Written exercise ::
Rewrite the material from the line with "In the photo above, where can the locomotive headlight" through the end, swapping "building" for "structure" and changing nothing else. Leave the pictures out of your answer.

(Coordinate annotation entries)
● ● ● ● ●
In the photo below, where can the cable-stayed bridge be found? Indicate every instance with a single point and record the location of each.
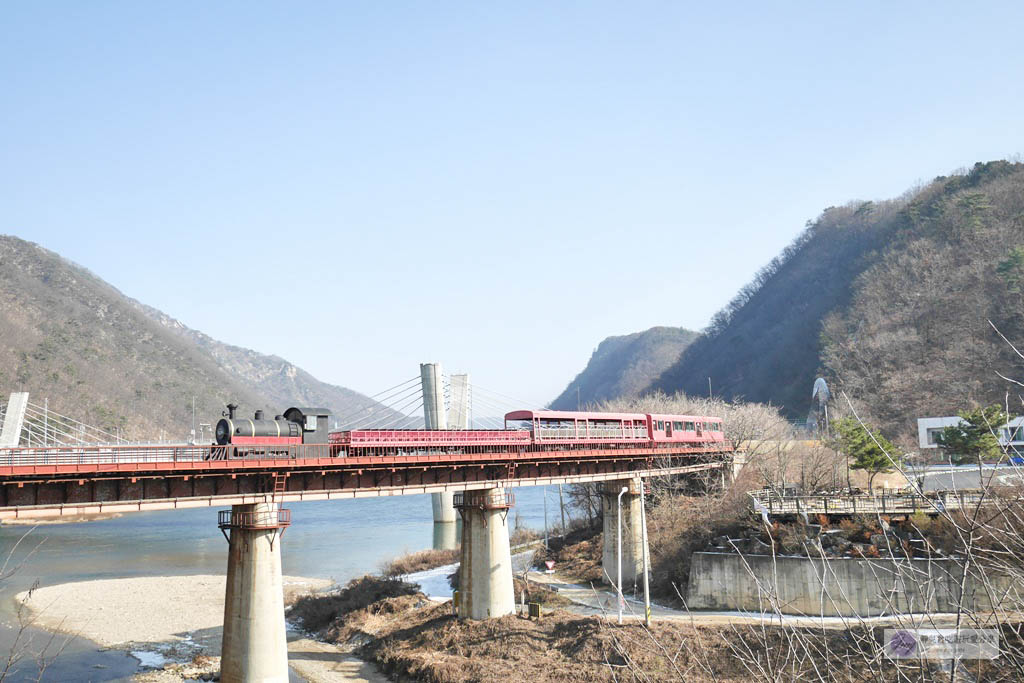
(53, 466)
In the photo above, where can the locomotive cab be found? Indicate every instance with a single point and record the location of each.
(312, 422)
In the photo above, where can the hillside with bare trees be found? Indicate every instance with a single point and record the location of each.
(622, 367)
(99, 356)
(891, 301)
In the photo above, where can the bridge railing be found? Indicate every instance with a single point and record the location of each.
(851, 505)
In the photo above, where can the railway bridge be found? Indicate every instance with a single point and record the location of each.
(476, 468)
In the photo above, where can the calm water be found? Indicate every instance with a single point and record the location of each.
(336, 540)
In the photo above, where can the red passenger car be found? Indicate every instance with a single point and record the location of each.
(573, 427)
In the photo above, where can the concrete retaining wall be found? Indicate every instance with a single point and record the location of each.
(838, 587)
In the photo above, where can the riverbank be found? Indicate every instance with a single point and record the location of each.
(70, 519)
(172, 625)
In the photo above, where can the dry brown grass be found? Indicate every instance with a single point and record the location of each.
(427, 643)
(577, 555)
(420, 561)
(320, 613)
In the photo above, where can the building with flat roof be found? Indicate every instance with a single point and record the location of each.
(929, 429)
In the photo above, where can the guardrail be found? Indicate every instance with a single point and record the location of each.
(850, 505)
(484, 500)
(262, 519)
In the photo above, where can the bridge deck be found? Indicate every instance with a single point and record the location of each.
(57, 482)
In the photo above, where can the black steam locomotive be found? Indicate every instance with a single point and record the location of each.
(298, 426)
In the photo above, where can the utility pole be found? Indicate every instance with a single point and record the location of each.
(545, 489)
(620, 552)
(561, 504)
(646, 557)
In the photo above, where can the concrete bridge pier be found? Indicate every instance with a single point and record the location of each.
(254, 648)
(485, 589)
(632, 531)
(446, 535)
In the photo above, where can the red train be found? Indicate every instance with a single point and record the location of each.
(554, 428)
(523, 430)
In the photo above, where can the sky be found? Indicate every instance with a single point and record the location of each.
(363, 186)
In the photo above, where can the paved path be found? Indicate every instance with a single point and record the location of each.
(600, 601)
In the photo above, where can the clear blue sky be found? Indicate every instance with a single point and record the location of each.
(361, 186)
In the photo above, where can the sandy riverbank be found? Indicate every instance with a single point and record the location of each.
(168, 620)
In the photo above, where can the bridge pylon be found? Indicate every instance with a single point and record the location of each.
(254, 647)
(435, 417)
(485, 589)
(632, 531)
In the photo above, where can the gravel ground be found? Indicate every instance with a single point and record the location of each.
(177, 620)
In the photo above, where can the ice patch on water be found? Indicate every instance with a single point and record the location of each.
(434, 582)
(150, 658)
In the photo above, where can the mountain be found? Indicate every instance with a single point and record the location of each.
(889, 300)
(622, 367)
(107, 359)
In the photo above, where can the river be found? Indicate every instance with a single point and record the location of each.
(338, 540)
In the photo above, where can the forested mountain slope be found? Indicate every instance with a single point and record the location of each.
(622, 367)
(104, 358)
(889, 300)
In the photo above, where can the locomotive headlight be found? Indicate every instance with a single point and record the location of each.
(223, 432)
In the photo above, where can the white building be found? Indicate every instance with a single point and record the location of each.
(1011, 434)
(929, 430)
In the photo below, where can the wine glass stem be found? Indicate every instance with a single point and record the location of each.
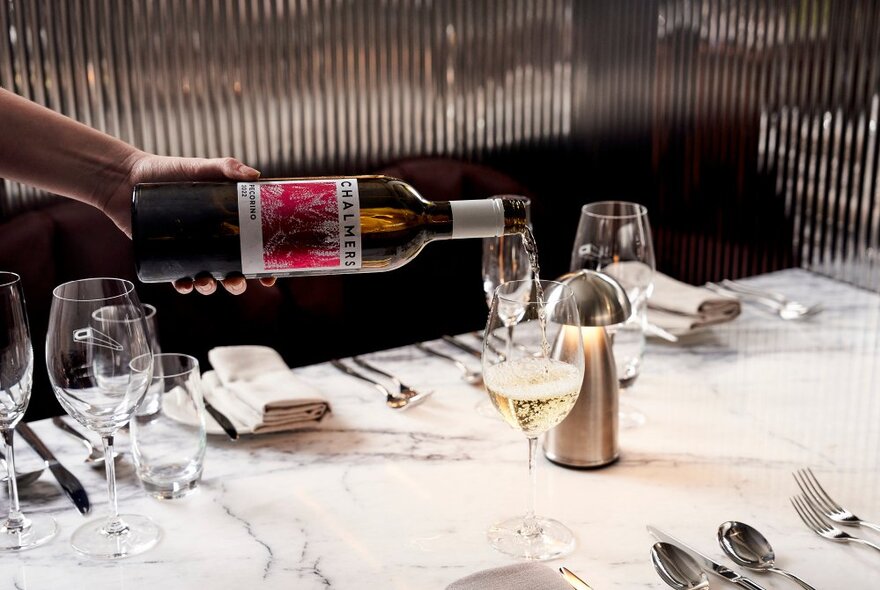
● ● ● ● ●
Worked solution ::
In the photo above, where can the locomotive headlight be found? Indicate every instance with a single point and record the location of each.
(223, 432)
In the photo above, where can the white structure be found? Indicate every instance with a single point and record the location of each.
(1011, 434)
(929, 430)
In the photo below, where can the wine glass stem be found? Indicate every instance with a single point and record the location of each.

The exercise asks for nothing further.